## TEXT SECTION
—————

    Today though , we really no longer have actual share owners for the majority of shares. How could there be if 70 % of trading activity is by program trading ? What is the average life span of share ownership for publically traded shares? A huge percentage change hands every day… they are now a mere currency type vehicle for speculating. Until WWII, the most valued shares were preferred shares and those that paid dividends. The share price was heavily weighted by dividend distributions. Pricing based on earnings per share and quarterly results are a post WWII phenomenon for the most part. Earnings per share just asks for accounting research to accomodate a smooth line of earnings growth.

    People are the greedy ones. Then,just what is excessive acquisitivness? What is acquired to excess? It certainly is more than just wealth items.

    Comment by Jerry J — July 8, 2010 @ 10:42 PM | Reply

  3. It dawned on me that the present BP liability situation is a perfect example to illustrate the working of assessable shares as if they were say in 1910. BP would have been required to set a rather high par value for the shares at the time they sought permission to sell and issue the shares. Let’s say $25 is the Par Value. Further, State X set’s shareholder assessability at 50% of Par Value or a maximum of $12.50. In this case the BP Board of directors would most likely have been compelled by corporate law to assess the shares on the date of the spill the full $12.50. The money thus raised would be used to cover the corporate legal liability. Of course, back then all shares were registered to a known owner by the Transfer Agent and they would bill and collect the assessment. If the shareholder did not pay up the shares were forfeit to the BP treasury for resale. If the shares were sold ex assessment date, the new owner acquired the liability with the shares. Think of the hit to brokers on street shares they held.
—————
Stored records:
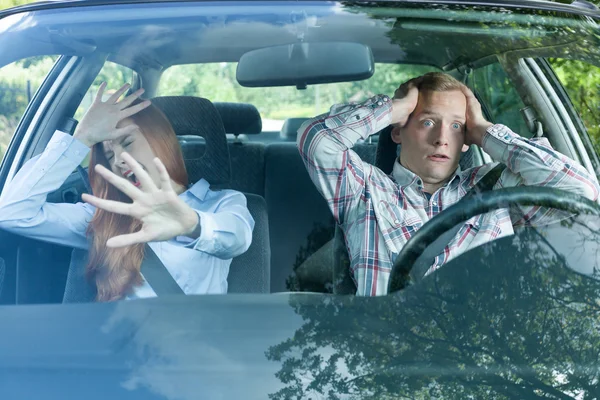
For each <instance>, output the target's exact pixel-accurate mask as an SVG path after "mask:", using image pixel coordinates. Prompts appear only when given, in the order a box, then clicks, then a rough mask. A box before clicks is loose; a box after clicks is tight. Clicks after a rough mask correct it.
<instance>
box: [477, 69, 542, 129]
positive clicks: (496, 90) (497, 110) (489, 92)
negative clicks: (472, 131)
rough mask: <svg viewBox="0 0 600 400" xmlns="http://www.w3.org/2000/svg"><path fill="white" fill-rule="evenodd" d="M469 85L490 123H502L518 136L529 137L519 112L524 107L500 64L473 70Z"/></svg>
mask: <svg viewBox="0 0 600 400" xmlns="http://www.w3.org/2000/svg"><path fill="white" fill-rule="evenodd" d="M471 85H472V87H473V88H474V89H475V91H476V94H477V95H478V96H479V98H480V100H481V101H482V102H483V103H484V107H485V111H486V112H487V113H488V117H489V118H490V119H491V122H495V123H502V124H504V125H507V126H510V127H511V129H513V130H514V131H515V132H518V133H519V134H520V135H523V136H531V135H530V134H529V132H528V129H527V125H526V124H525V120H524V119H523V117H522V115H521V111H520V110H521V109H522V108H524V107H525V105H524V104H523V101H522V100H521V98H520V97H519V94H518V93H517V91H516V89H515V87H514V85H513V83H512V82H511V81H510V79H509V78H508V75H506V72H504V70H503V69H502V66H501V65H500V64H498V63H493V64H490V65H486V66H485V67H483V68H478V69H476V70H474V71H473V78H472V81H471Z"/></svg>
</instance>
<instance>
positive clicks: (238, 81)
mask: <svg viewBox="0 0 600 400" xmlns="http://www.w3.org/2000/svg"><path fill="white" fill-rule="evenodd" d="M374 71H375V65H374V61H373V54H372V53H371V49H370V48H369V47H368V46H365V45H363V44H360V43H348V42H324V43H294V44H289V45H282V46H273V47H266V48H262V49H257V50H252V51H249V52H247V53H245V54H244V55H242V57H241V58H240V61H239V63H238V66H237V80H238V82H239V84H240V85H242V86H246V87H263V86H296V87H298V88H299V89H304V88H306V86H307V85H312V84H317V83H333V82H347V81H358V80H363V79H367V78H370V77H371V76H372V75H373V72H374Z"/></svg>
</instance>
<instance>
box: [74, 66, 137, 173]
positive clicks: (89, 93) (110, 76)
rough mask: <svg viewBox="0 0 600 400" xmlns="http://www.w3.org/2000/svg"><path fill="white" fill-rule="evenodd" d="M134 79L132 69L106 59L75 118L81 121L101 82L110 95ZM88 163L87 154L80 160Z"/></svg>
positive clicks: (90, 104) (82, 163)
mask: <svg viewBox="0 0 600 400" xmlns="http://www.w3.org/2000/svg"><path fill="white" fill-rule="evenodd" d="M134 79H136V75H135V72H134V71H133V70H132V69H130V68H127V67H125V66H123V65H119V64H115V63H113V62H110V61H107V62H106V63H105V64H104V66H103V67H102V69H101V70H100V73H99V74H98V76H97V77H96V79H95V80H94V83H92V86H90V88H89V89H88V91H87V93H86V94H85V96H84V97H83V99H82V100H81V103H80V104H79V107H78V108H77V112H76V113H75V119H77V120H78V121H81V118H83V116H84V115H85V112H86V111H87V109H88V108H89V107H90V105H91V104H92V102H93V101H94V98H95V97H96V93H98V88H99V87H100V85H101V84H102V82H106V83H107V86H106V91H105V93H104V95H105V97H106V96H110V95H111V94H112V93H114V92H115V91H116V90H118V89H119V88H120V87H121V86H123V85H124V84H125V83H133V82H134ZM88 164H89V155H88V157H86V158H85V159H84V160H83V161H82V162H81V166H83V167H87V166H88Z"/></svg>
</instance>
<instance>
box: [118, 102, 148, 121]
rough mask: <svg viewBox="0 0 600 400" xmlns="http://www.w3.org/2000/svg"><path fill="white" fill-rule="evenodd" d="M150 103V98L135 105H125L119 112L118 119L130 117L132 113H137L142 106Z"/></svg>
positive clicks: (134, 113) (146, 105)
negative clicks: (122, 109) (118, 116)
mask: <svg viewBox="0 0 600 400" xmlns="http://www.w3.org/2000/svg"><path fill="white" fill-rule="evenodd" d="M150 104H152V103H151V102H150V100H145V101H142V102H141V103H139V104H136V105H135V106H131V107H127V108H125V109H124V110H121V112H120V113H119V120H123V119H125V118H128V117H131V116H132V115H133V114H137V113H139V112H140V111H142V110H143V109H144V108H146V107H148V106H149V105H150Z"/></svg>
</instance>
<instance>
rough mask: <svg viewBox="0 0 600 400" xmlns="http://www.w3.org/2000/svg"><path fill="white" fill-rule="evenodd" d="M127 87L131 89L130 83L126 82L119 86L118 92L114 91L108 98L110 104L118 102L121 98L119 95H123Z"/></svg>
mask: <svg viewBox="0 0 600 400" xmlns="http://www.w3.org/2000/svg"><path fill="white" fill-rule="evenodd" d="M127 89H129V83H126V84H124V85H123V86H121V87H120V88H119V90H117V91H116V92H114V93H113V94H112V95H111V96H110V97H109V98H108V100H106V102H107V103H108V104H114V103H116V102H117V100H119V97H121V95H122V94H123V93H125V92H126V91H127Z"/></svg>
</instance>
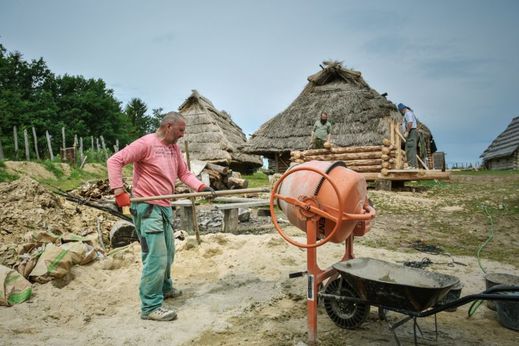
—————
## WORK REQUEST A
In the comments on share ownership, which shares were the most valued until WWII?
## WORK REQUEST B
Pick up the comments on share ownership and assessable shares at the point where they stop, and continue them.

## RESPONSE AREA A
Preferred shares and those that paid dividends.

## RESPONSE AREA B
    Apply that today. All you can do is laugh and laugh and laugh at the panics induced in the stock market. Even today, actual share certificates carry the bold legend ” Fully Paid and Non-Assessable”. The other remnant of ” The Old Days” is the carrying of a Par Value and a Paid In Surplus amounts in the capital accounts of a corporation. Both are quite obsolete. Indeed, many companies sensibly carry stock of No Par Value. The various corporate laws though resisted this and forced the carrying of a ” Stated Value”.

    All this started to wane when New Jersey allowed holding companies. Hence , Standard Oil of New Jersey. ( Exxon). States were pressured to allow ” foreign” corporations to qualify in a state and function as if it were a domestic corporation of the state. This allowed Delaware to get in the game as a merchant of corporate laxity. Delaware got rid of assessability and the other states followed suit in the roaring twenties.

    So, in 1910, BP would have been forced to collect most of the $20 billion, in theory, from shareholders subject to the limits of their state of incorporation. BP would have had to have been a NJ holding company to have it’s present arrangement. All this was put in place in anticipation of the break up of the Standard Oil Trust. Each portion still needed a holding company for most of the pieces. It was practically mandatory that a replacement for a Trusteeship be available. That was Standard Oil of New York ( Mobil),Standard Oil of New Jersey and Standard oil of California ( Chevron) in 1911. A great deal of current corporate law understandings evolved from trust busting. All that happened initially from the Standard Oil bust up was that Rockefeller and others surrendered their Trust Certificates for stock certificates in a number of new entities. It took a long time for the Standard components to go their own ways, if they ever really did so.